Information provided —
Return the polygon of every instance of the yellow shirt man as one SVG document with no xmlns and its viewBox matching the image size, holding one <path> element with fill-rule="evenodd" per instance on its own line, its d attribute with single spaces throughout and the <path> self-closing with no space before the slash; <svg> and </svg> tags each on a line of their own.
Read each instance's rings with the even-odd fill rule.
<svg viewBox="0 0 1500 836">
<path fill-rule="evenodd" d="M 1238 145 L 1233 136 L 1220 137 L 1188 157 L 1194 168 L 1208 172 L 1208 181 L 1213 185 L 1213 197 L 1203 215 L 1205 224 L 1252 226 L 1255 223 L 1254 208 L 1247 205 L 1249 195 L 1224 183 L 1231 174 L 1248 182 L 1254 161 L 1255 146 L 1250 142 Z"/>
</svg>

Exercise brief —
Retype the records, line for line.

Output for this exercise —
Return the polygon of every instance of the yellow shirt man as one SVG document with no xmlns and its viewBox matching the image size, holding one <path> element with fill-rule="evenodd" per instance on its own line, its d attribute with single spaces throughout and the <path> self-closing with no space before the slash; <svg> and </svg> tags each on a line of their own.
Read each instance's rings with the even-odd fill rule.
<svg viewBox="0 0 1500 836">
<path fill-rule="evenodd" d="M 1238 145 L 1233 136 L 1220 137 L 1188 157 L 1194 168 L 1208 172 L 1208 181 L 1213 185 L 1213 197 L 1203 215 L 1205 224 L 1252 226 L 1255 223 L 1254 208 L 1247 205 L 1249 195 L 1224 183 L 1231 174 L 1248 182 L 1254 161 L 1255 146 L 1250 142 Z"/>
</svg>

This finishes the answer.